Update the records from the first line through the line containing "[91,23,138,49]" by replacing "bounding box" with "rectangular outline", leaving everything else unchanged. Return only those lines.
-------- Supplied records --------
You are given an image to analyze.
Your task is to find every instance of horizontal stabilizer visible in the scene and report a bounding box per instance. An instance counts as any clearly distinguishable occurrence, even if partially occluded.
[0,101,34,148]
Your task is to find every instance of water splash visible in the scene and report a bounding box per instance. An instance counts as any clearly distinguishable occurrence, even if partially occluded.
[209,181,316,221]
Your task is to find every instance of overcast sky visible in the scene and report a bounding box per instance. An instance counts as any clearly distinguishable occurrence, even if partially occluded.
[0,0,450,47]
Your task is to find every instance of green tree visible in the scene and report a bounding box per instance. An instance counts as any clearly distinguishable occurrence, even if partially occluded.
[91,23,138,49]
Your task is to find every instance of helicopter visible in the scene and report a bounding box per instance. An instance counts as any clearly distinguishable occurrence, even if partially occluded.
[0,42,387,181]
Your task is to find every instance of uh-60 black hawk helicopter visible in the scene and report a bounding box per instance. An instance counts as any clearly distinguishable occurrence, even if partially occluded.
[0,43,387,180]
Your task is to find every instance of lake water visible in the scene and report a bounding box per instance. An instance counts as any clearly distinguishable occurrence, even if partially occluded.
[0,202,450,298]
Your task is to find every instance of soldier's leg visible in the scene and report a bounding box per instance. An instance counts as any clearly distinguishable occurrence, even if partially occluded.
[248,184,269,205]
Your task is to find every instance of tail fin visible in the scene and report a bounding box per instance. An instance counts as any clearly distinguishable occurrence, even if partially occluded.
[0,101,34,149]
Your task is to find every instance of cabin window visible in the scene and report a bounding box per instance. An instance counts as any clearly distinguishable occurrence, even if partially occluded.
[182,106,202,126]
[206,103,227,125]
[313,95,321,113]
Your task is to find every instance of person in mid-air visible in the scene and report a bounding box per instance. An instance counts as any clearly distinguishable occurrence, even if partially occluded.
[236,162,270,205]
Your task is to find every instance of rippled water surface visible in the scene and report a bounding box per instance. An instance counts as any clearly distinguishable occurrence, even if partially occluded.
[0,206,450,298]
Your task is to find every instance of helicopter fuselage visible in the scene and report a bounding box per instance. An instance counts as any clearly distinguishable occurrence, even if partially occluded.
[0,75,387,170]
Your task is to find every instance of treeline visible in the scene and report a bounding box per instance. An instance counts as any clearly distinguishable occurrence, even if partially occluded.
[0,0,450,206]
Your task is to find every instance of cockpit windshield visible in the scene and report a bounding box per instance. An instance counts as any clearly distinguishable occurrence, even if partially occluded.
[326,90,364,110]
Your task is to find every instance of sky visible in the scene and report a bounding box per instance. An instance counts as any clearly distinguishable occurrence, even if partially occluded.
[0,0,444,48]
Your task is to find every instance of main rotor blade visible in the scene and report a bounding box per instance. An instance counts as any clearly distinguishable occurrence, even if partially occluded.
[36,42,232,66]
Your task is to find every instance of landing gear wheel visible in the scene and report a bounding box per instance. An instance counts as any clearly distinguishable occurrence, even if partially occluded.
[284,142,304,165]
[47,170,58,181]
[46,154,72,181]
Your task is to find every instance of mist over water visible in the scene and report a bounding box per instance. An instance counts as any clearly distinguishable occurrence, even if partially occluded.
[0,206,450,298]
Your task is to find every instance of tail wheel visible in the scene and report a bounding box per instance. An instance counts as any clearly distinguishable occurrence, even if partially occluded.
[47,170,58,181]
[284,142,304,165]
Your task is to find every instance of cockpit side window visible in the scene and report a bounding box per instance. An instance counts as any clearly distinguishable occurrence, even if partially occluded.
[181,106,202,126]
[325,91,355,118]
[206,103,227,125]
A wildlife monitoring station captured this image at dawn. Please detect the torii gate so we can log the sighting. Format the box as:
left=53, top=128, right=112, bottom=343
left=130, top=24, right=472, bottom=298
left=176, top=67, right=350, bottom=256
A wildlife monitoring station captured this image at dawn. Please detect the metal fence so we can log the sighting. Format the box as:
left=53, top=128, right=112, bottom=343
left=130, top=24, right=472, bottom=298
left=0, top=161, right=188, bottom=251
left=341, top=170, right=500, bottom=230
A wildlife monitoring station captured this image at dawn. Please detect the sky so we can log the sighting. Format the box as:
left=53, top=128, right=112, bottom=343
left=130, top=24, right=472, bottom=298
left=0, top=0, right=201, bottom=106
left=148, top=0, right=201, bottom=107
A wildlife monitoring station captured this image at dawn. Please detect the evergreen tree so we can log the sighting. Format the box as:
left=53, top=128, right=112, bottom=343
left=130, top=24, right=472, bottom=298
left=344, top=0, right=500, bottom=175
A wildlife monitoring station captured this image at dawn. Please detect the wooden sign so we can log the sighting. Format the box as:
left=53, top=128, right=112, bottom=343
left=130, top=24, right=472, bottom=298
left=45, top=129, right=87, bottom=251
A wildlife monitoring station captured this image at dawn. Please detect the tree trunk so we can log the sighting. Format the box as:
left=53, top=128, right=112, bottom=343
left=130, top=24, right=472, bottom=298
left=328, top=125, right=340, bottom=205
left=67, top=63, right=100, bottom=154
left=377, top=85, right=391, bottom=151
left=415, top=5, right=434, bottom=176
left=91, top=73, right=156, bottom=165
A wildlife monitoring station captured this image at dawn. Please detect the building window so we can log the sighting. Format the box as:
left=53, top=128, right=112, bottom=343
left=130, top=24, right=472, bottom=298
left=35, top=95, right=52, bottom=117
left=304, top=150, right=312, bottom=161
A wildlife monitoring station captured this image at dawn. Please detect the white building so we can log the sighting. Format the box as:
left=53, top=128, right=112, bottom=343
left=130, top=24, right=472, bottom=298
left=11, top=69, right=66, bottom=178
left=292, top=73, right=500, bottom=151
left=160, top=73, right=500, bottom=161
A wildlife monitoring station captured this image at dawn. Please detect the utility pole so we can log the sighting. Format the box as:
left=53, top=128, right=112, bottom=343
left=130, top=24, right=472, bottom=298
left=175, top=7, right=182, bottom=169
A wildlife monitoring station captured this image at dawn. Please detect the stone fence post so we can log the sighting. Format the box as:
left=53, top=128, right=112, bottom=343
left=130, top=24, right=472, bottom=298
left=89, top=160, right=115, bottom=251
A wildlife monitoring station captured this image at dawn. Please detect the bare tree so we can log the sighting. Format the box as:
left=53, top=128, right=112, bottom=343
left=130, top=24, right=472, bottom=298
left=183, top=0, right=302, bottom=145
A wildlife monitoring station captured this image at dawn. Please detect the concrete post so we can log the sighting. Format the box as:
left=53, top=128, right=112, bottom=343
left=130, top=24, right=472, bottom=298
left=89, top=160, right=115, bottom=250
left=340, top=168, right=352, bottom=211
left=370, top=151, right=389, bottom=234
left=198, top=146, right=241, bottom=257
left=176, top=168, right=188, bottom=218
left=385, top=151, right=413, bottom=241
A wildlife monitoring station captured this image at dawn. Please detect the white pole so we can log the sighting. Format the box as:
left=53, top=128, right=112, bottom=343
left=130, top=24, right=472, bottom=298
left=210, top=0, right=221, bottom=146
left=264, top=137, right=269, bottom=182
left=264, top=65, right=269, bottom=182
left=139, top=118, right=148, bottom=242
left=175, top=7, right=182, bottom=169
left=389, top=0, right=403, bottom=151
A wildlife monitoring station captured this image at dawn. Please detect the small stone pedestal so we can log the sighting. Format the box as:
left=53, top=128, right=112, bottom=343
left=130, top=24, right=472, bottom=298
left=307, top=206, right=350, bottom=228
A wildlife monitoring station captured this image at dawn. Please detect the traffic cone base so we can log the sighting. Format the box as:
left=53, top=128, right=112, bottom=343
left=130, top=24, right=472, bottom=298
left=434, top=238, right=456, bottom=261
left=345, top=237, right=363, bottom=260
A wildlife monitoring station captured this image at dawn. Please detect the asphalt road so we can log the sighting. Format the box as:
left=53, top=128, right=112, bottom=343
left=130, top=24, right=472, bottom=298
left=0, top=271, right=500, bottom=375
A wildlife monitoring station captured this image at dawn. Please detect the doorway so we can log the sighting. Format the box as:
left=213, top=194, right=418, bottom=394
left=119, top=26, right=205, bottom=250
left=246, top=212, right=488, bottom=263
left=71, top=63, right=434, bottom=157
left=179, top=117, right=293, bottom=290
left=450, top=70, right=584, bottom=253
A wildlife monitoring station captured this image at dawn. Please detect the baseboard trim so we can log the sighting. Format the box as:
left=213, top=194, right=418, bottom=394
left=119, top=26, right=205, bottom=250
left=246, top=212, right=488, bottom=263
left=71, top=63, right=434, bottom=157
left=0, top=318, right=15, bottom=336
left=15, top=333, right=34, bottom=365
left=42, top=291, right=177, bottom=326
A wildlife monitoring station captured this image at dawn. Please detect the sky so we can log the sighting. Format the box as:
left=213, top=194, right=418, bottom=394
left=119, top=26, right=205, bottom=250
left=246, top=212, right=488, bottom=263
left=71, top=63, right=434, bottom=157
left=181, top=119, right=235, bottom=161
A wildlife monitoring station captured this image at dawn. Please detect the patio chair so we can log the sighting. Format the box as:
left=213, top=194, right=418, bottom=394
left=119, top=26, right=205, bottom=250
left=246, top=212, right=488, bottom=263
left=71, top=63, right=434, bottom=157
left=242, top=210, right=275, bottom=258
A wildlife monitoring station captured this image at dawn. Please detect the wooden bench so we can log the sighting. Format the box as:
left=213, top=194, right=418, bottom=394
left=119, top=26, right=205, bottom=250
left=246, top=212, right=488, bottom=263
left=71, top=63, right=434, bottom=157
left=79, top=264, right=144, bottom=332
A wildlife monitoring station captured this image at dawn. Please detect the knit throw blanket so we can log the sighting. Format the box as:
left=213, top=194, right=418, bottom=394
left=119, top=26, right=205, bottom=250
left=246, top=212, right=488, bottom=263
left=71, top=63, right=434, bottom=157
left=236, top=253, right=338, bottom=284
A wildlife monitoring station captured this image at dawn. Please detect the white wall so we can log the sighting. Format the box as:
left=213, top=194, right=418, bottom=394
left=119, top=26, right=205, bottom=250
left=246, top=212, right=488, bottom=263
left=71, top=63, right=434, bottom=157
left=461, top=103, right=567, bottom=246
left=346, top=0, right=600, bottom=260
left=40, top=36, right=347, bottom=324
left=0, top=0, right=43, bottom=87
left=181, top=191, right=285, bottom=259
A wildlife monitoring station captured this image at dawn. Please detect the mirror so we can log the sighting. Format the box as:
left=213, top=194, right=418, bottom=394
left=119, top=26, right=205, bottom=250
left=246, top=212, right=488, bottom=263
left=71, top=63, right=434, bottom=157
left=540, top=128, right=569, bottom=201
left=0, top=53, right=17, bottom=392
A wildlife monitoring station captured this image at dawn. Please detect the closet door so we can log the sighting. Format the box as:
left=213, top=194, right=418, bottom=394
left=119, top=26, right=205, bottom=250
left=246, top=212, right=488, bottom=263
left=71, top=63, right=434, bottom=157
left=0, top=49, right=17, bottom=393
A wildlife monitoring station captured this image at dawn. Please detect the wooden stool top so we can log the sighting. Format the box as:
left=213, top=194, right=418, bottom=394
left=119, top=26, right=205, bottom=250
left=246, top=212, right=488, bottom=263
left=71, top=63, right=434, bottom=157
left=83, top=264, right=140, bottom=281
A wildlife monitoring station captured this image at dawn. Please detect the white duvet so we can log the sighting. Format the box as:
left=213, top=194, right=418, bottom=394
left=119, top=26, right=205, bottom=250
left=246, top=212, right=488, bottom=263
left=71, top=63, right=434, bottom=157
--------
-- Exercise output --
You are given an image to analyze.
Your task is to find every instance of horizontal stabilizer visible in the scene and report a rectangular outline per instance. An instance counts as any clearly distinguishable occurrence, even if partially occluded.
[0,101,34,148]
Your task is to find every instance of water splash visible in the scene and report a rectangular outline per instance. An instance counts as any clearly distinguishable occurrence, even if partially occluded.
[209,181,316,221]
Your task is to find every instance of overcast sky visible in the scene and report a rectangular outline per instance. An instance counts as any clearly distinguishable occurrence, even if partially occluded.
[0,0,450,47]
Your task is to find every instance of green tree visible in the scene and report a rectangular outline per instance. An instance counts as any clearly distinguishable occurrence, even if partially occluded.
[91,23,138,49]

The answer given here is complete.